---- Extract
Blowers are effectively air pumps formed by a motor having an impeller for a rotor. The impellers comprise a plurality of air moving surfaces such as blades. Blower impellers may be classified as axial flow, centrifugal (i.e., radial) flow, or mixed flow with respect to how the air is moved relative to the axis of rotation of the impeller. The motor and blade designs are driven by the efficiency and power requirements of the application.
Figure 1 illustrates one embodiment of an equipment enclosure 100 having a plurality of blowers 110, 120, 130 and vents 140. In this embodiment, air flow pattern indicators 150 show that forced air cooling is achieved when air external to the enclosure passes through vents 140 when replacing the air being pumped out of the enclosure by the blowers.
The number and placement of the blowers may have been chosen for the purpose of redundancy or to achieve a specific air flow pattern without regard to the possibility of failure. Figure 2 illustrates an enclosure 200 with operating blowers 210 and 230 and failed blower 220. The blowers reside at interfaces between the inside and the outside of the enclosure 200 and thus serve as unintended vents in the event of a blower failure. Moreover, these interfaces may serve as a preferential source for air compared to any other vents 240 in the event of failure. The exhaust port of failed blower 220 serves as a preferential air intake compared to vents 240 thus undesirably disrupting the air flow 250 through the enclosure 200.
Figure 3 illustrates one embodiment of a centrifugal blower impeller 300. Typical centrifugal impeller blade configurations include airfoil, backward inclined (illustrated), backward curved, radial, paddle, and forward curved. The blades may be attached to a common hub or shroud (e.g., 330, 340) of the impeller body. When impeller 300 rotates in a direction indicated by arc 320, air 302 is pulled into the centre of the impeller from the source and then forced out between blades 310. The inefficiencies introduced by a failed blower may be significantly decreased through the use of an impeller designed to permit substantial air flow only during operation of the blower. Figure 4 illustrates a top view of an impeller 400 without an upper shroud to illustrate the blade configuration. Impeller 400 has a backward inclined blade configuration.
Figure 5 illustrates one embodiment of a centrifugal impeller 500 with modifications to substantially reduce undesirable air flow. Impeller 500 includes a set of fixed blades 510 and a set of valves or flaps 520 in a closed state. The blades and valves are interleaved. In one embodiment, each valve comprises a flap coupled to either the impeller body or a corresponding blade with a spring loaded hinge 522 at the leading edge of the blade. The hinge permits the flap to pivot about an axis substantially parallel to the impeller axis of rotation. The flaps are designed to substantially eliminate airflow between the blades when the impeller is stationary or rotating at a speed below a threshold range. The valves open when rotational or pressure forces overcome the holding power of the spring mechanism.
In an alternative embodiment, the flaps are designed with flexible materials such that no hinge is necessary. The flexible flap is attached to either the impeller body or to a corresponding blade. The flaps open when the material deforms due to rotational or pressure forces. The resiliency of the material returns the flap to a closed state when the impeller rotational speed falls below a threshold range.
--------
---- Listed records
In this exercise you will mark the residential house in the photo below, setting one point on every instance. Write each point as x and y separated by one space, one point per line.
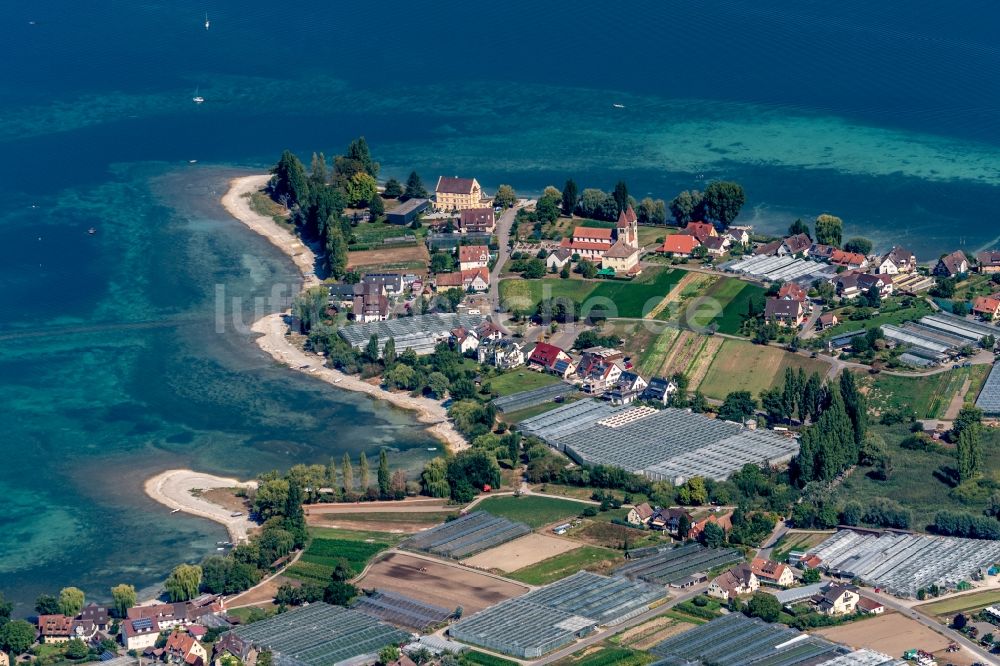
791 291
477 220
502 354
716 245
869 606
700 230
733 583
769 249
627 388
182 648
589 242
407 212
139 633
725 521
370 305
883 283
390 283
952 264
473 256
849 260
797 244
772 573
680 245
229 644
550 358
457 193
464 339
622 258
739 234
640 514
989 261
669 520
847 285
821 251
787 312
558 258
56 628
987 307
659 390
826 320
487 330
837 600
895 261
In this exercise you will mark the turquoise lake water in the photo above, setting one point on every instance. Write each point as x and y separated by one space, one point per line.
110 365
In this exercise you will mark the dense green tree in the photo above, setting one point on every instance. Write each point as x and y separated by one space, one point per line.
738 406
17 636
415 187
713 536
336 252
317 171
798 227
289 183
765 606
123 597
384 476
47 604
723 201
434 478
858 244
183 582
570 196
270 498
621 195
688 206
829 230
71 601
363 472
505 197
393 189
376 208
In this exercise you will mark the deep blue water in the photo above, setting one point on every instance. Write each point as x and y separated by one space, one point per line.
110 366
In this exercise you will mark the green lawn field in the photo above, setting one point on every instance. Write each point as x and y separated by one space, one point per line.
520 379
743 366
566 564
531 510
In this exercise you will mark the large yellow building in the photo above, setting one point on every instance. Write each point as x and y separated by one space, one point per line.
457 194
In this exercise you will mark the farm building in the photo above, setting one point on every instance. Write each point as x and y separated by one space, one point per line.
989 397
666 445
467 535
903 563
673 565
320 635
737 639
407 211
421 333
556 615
--------
In one to three sentences, use the passage on enclosure blowers to explain why a failed blower disrupts the air flow through the enclosure.

# [Final result]
Each blower sits at an interface between the inside and the outside of the enclosure, so a failed blower becomes an unintended vent. Its exhaust port then serves as a preferential air intake compared with the enclosure's other vents, which undesirably disrupts the air flow through the enclosure.